- _READING TEXT_
7/ Besides the core functionalities, we should probably also
provide some helper functions (can be done in plain XPath, but
convenient to have them), for instance:

(: $entry is either a zip:dir or a zip:entry, returns the
path of $entry in its ancestor zip:file :)
zip:entry-path($entry as element()) as xs:string

(: return either a zip:dir or a zip:entry, a descendent of
$zip, corresponding to $path :)
zip:entry-descriptor($zip as element(zip:file),
$path as xs:string) as element()?

Thanks again for the draft, regards,

--
Florent Georges
http://fgeorges.org/

Message has been deleted

Florent Georges

unread,
Oct 14, 2010, 7:06:25 PM10/14/10
to exp...@googlegroups.com
On 12 October 2010 18:14, Philip Fearon wrote:

> On Tue, Oct 12, 2010 at 2:56 PM, mozer wrote:

Hi,

> Thanks for your comments, my replies below:

Instead of responding separately to Mozer and to you, I'll
respond to both of you in the same email.

>> 1) There is no reference to ZIP ?

> A1.1). Agree that one should be added, is[1] ok?

It makes sense to me. That's also the one referred to by the
"Widget Packaging and Config" spec, as well as by ODF. Who
knows, we're maybe going to have an ISO ZIP spec one day? ;-)

>> Which implementation of ZIP are you referring to ?

What do you mean Mozer, by "referring to an implementation of
ZIP" in the context of this spec?

>> Can we use UTF-8 in file name ?

> A1.3) I'm assuming you're refering to the values used in the
> 'href' attribute of the 'zip:file element' and the $href
> argument

I might be wrong, but I think he refers instead to the name of
the entries in the ZIP file (zip:dir and zip:entry's @name).

>> 2) Can we handle JAR/WAR/EAR ?

>> 3) Can we handle Widget[1] ?

As those are ZIP files, yes, we should be able to read them.
At the ZIP layer level of course (nothing specific to JAR files
or widgets themselves). But this is both interesting use cases.
Validating that we can support all options in the JAR and Widget
specs is an interesting indicator (e.g. the signing stuff).

>> 3) EXProc has already an unzip step [2]. How does it relate ?

> A3.2) Probably, but I'm not sure how. Should this be in the
> spec as an acknowledgement anyone?

It does not relate at all. Thanks for the link Moz, I've never
seen this one before. Is it a new step? It seems to only return
either the manifest (if we can call like that the zip:file
element representing the structure of a ZIP file) or a specific
entry as XML or binary (so like zip:entries(), zip:xml-entry()
and zip:binary-entry()).

It also shows more information about each entry (like
timestamps and sizes), which would be interesting to add also in
the ZIP module.

- _SUPPLIED DATA_
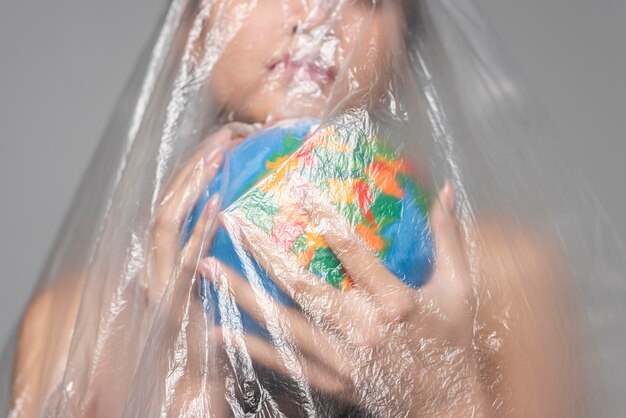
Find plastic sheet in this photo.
[0,0,615,417]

- _REQUIRED TASK A_
Please copy the ZIP module thread above from "As those are" up to and including "it relate ?".
- _REQUIRED TASK B_
According to the ZIP module thread, what additional information does the EXProc unzip step show about each entry?

- _RIGHT ANSWER A_
As those are ZIP files, yes, we should be able to read them.
At the ZIP layer level of course (nothing specific to JAR files
or widgets themselves). But this is both interesting use cases.
Validating that we can support all options in the JAR and Widget
specs is an interesting indicator (e.g. the signing stuff).

>> 3) EXProc has already an unzip step [2]. How does it relate ?

- _RIGHT ANSWER B_
Timestamps and sizes.